Goal:
Below are some records: retype them all exactly, but not the pictures.

[Rows from a pointing dataset]
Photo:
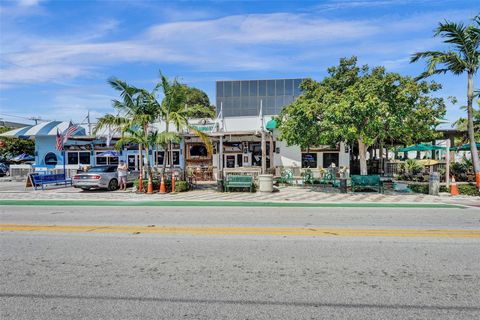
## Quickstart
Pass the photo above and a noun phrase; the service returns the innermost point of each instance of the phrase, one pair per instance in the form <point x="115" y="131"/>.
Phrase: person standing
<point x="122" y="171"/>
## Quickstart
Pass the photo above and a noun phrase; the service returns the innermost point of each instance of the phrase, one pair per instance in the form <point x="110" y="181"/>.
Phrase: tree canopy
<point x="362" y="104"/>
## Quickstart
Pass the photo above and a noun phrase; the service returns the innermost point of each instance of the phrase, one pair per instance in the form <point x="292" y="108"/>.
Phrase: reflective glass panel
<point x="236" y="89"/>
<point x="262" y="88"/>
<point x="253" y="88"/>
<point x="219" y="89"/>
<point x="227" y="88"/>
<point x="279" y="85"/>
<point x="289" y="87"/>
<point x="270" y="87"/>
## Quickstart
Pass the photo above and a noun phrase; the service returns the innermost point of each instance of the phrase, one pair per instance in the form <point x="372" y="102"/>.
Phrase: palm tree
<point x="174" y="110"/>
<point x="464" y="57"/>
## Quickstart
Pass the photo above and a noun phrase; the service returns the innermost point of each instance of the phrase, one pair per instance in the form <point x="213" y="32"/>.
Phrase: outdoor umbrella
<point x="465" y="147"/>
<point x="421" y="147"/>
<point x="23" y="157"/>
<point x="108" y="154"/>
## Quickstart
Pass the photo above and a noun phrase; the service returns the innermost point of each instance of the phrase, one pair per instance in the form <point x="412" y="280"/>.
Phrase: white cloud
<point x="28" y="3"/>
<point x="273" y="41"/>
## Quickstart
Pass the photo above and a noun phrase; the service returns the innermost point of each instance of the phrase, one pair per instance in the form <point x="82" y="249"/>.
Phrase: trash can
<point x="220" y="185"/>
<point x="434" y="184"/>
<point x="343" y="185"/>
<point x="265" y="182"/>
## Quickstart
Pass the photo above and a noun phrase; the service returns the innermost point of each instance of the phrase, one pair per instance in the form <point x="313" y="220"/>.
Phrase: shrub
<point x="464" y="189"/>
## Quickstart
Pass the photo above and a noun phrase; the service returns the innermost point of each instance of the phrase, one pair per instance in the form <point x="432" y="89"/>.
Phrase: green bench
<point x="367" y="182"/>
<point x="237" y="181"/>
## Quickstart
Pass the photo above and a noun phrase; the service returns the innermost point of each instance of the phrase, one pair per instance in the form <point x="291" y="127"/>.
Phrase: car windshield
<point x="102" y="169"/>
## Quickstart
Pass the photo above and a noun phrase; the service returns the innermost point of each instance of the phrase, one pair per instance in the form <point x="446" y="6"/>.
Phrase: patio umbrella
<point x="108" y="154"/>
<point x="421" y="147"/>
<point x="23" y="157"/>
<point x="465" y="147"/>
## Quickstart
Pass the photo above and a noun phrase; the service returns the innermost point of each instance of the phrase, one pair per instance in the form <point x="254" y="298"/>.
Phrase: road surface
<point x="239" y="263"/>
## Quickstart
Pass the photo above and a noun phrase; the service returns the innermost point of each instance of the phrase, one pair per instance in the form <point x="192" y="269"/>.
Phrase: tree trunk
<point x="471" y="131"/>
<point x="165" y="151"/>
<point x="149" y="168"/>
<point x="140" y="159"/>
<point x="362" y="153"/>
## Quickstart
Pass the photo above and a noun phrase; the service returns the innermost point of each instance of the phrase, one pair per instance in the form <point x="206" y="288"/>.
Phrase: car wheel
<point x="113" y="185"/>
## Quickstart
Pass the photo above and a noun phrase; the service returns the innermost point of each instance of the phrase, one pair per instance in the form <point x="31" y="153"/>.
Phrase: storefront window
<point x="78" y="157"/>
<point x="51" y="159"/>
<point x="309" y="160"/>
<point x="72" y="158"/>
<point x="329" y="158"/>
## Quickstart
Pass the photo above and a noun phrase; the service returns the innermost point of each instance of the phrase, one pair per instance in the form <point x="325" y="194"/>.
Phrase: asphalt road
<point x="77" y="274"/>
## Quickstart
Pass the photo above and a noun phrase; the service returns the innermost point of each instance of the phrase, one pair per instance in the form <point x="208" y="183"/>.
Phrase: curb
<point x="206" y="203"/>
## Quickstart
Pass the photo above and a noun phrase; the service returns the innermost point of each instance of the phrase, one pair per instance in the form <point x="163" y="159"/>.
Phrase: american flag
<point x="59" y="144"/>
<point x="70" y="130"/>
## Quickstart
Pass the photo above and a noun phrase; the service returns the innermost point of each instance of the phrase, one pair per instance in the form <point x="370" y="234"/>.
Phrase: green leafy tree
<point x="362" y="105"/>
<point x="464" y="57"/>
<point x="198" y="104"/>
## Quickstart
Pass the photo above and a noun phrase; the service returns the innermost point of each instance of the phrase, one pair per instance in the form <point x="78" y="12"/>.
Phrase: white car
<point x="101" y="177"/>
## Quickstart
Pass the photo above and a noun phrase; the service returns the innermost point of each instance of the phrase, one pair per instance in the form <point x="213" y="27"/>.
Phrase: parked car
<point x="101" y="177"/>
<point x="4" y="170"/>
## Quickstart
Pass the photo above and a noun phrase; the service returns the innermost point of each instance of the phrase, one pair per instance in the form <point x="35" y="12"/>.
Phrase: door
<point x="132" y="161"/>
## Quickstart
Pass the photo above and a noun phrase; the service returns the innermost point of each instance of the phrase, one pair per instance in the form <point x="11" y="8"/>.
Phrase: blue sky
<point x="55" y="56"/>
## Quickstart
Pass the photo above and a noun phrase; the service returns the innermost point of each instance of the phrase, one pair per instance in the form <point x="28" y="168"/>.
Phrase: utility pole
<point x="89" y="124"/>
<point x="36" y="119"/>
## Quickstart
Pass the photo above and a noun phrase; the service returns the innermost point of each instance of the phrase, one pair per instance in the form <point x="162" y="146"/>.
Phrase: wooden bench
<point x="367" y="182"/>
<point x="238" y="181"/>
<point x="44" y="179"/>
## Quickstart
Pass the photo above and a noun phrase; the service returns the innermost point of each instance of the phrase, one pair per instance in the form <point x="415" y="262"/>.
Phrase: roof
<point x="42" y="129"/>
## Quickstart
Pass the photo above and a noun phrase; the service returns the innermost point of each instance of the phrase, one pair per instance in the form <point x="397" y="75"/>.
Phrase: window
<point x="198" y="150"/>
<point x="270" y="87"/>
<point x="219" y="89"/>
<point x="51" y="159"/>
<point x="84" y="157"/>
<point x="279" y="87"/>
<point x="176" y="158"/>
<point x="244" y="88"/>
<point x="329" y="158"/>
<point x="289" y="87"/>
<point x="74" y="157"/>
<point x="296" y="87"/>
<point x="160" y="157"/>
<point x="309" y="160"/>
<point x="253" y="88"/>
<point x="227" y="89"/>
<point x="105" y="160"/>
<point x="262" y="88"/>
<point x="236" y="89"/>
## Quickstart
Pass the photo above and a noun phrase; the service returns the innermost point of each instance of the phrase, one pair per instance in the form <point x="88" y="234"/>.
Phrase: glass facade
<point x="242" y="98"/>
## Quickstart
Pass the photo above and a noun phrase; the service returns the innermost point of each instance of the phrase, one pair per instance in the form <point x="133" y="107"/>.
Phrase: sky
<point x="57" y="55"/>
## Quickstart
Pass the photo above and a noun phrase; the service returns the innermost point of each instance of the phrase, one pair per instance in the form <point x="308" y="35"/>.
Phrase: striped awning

The reply:
Photo:
## Quickstart
Pass the photo above and a noun phrase; the service returns the innermost point of each instance of the phrase, one pair per instance in the form <point x="115" y="131"/>.
Phrase: person standing
<point x="122" y="171"/>
## Quickstart
Pass the photo above and a noun phrase; the service returns the innermost point of each instance of the phrase, one pair per instance in the form <point x="110" y="181"/>.
Phrase: tree canopy
<point x="362" y="104"/>
## Quickstart
Pass the photo above and a noun phrase; the service returns the innermost point of each instance of the phrase, one pair per instance in the form <point x="292" y="108"/>.
Phrase: reflective glass panel
<point x="236" y="89"/>
<point x="262" y="88"/>
<point x="253" y="88"/>
<point x="219" y="89"/>
<point x="227" y="88"/>
<point x="279" y="85"/>
<point x="289" y="87"/>
<point x="270" y="87"/>
## Quickstart
Pass the photo above and a noun phrase; the service returns the innermost point of each instance of the phrase, one pair per instance in the form <point x="372" y="102"/>.
Phrase: palm tree
<point x="174" y="110"/>
<point x="464" y="57"/>
## Quickstart
Pass the photo above and a noun phrase; the service returns the innermost point of each instance of the phrase, one pair per instance in the form <point x="213" y="32"/>.
Phrase: outdoor umbrella
<point x="465" y="147"/>
<point x="421" y="147"/>
<point x="23" y="157"/>
<point x="108" y="154"/>
## Quickstart
Pass the photo above and a noun phrase; the service returns the innermost point of each instance of the phrase, one pair per instance in the form <point x="412" y="280"/>.
Phrase: white cloud
<point x="28" y="3"/>
<point x="273" y="41"/>
## Quickstart
Pass the photo above and a noun phrase; the service returns the innermost point of each instance of the phrase, one pair per instance in the form <point x="82" y="249"/>.
Phrase: trash can
<point x="220" y="185"/>
<point x="434" y="184"/>
<point x="343" y="185"/>
<point x="265" y="182"/>
## Quickstart
Pass the photo above and a noun phrase; the service returns the innermost point of each instance of the phrase, one pair per instance in the form <point x="313" y="220"/>.
Phrase: shrub
<point x="464" y="189"/>
## Quickstart
Pass the photo above and a noun phrase; the service returns the innermost point of each instance of the phrase, one pair per instance in the form <point x="432" y="89"/>.
Phrase: green bench
<point x="367" y="182"/>
<point x="237" y="181"/>
## Quickstart
Pass the photo above and a noun phrase; the service returns the innermost point of each instance of the phrase, one pair per instance in the form <point x="291" y="127"/>.
Phrase: car windshield
<point x="102" y="169"/>
## Quickstart
Pass the photo above and a noun phrase; the service returns the innermost point of each instance of the phrase, one pair per instance in the form <point x="446" y="6"/>.
Phrase: patio umbrella
<point x="108" y="154"/>
<point x="421" y="147"/>
<point x="23" y="157"/>
<point x="465" y="147"/>
## Quickstart
Pass the photo above and a noun phrase; the service returns the innermost point of each instance of the phrase, one pair per instance in the form <point x="254" y="298"/>.
Phrase: road surface
<point x="239" y="263"/>
## Quickstart
Pass the photo above and a noun phrase; the service returns the innermost point of each instance of the phrase, one pair per instance in the form <point x="192" y="269"/>.
Phrase: tree trunk
<point x="471" y="131"/>
<point x="165" y="151"/>
<point x="149" y="168"/>
<point x="140" y="159"/>
<point x="362" y="153"/>
## Quickstart
Pass the photo above and a noun phrase; the service returns the innermost point of each instance of the phrase, one pair per instance in the form <point x="206" y="288"/>.
Phrase: car wheel
<point x="113" y="185"/>
## Quickstart
Pass the photo above and a noun phrase; the service returns the innermost point of each instance of the phrase, one pair per instance in the form <point x="31" y="153"/>.
Phrase: storefront window
<point x="78" y="157"/>
<point x="51" y="159"/>
<point x="309" y="160"/>
<point x="72" y="158"/>
<point x="329" y="158"/>
## Quickstart
Pass the photo above and a noun phrase; the service returns the innermost point of each instance of the phrase, one pair per instance in the form <point x="325" y="194"/>.
Phrase: asphalt road
<point x="77" y="274"/>
## Quickstart
Pass the photo above and a noun phrase; the service returns the innermost point of each instance of the phrase, one pair per instance in the form <point x="208" y="183"/>.
Phrase: curb
<point x="206" y="203"/>
## Quickstart
Pass the photo above and a noun phrase; the service returns the innermost point of each instance of the phrase, one pair per instance in the form <point x="163" y="159"/>.
Phrase: american flag
<point x="59" y="144"/>
<point x="70" y="130"/>
## Quickstart
Pass the photo above and a noun phrase; the service returns the innermost point of each instance of the phrase, one pair per instance in the form <point x="370" y="234"/>.
Phrase: green leafy tree
<point x="362" y="105"/>
<point x="464" y="57"/>
<point x="198" y="104"/>
## Quickstart
Pass the photo above and a noun phrase; the service returns the innermost point of each instance of the phrase, one pair per instance in the form <point x="78" y="12"/>.
Phrase: white car
<point x="101" y="177"/>
## Quickstart
Pass the photo above and a noun phrase; the service returns the innermost point of each instance of the phrase, one pair per instance in the form <point x="213" y="27"/>.
Phrase: parked car
<point x="101" y="177"/>
<point x="4" y="170"/>
## Quickstart
Pass the photo above and a noun phrase; the service returns the innermost point of each instance of the phrase, one pair per instance in the form <point x="35" y="12"/>.
Phrase: door
<point x="132" y="161"/>
## Quickstart
Pass the photo above and a noun phrase; the service returns the innermost point of each instance of the phrase, one pair per instance in the form <point x="11" y="8"/>.
Phrase: blue sky
<point x="55" y="56"/>
## Quickstart
Pass the photo above and a noun phrase; the service returns the innermost point of each instance of the phrase, one pair per instance in the form <point x="28" y="168"/>.
Phrase: utility pole
<point x="89" y="124"/>
<point x="36" y="119"/>
## Quickstart
Pass the photo above and a noun phrase; the service returns the innermost point of each instance of the phrase, one pair per instance in the form <point x="162" y="146"/>.
Phrase: wooden bench
<point x="367" y="182"/>
<point x="238" y="181"/>
<point x="44" y="179"/>
## Quickstart
Pass the photo above and a noun phrase; the service returns the innermost point of each instance of the phrase, one pair per instance in the form <point x="415" y="262"/>.
Phrase: roof
<point x="42" y="129"/>
## Quickstart
Pass the photo above and a noun phrase; the service returns the innermost point of each instance of the phrase, one pair per instance in the form <point x="397" y="75"/>.
Phrase: window
<point x="198" y="150"/>
<point x="270" y="87"/>
<point x="219" y="89"/>
<point x="51" y="159"/>
<point x="84" y="157"/>
<point x="279" y="87"/>
<point x="176" y="158"/>
<point x="244" y="88"/>
<point x="329" y="158"/>
<point x="289" y="87"/>
<point x="74" y="157"/>
<point x="296" y="87"/>
<point x="160" y="157"/>
<point x="309" y="160"/>
<point x="253" y="88"/>
<point x="227" y="89"/>
<point x="105" y="160"/>
<point x="262" y="88"/>
<point x="236" y="89"/>
## Quickstart
Pass the photo above and a noun phrase; the service returns the innermost point of each instance of the phrase, one pair per instance in the form <point x="88" y="234"/>.
Phrase: glass facade
<point x="242" y="98"/>
## Quickstart
Pass the photo above and a noun phrase; the service returns the innermost point of each instance of the phrase, one pair per instance in the form <point x="133" y="107"/>.
Phrase: sky
<point x="57" y="55"/>
## Quickstart
Pass the photo above and a noun phrase; the service returns the innermost point of each instance of the phrase, one pair per instance in the form <point x="308" y="35"/>.
Phrase: striped awning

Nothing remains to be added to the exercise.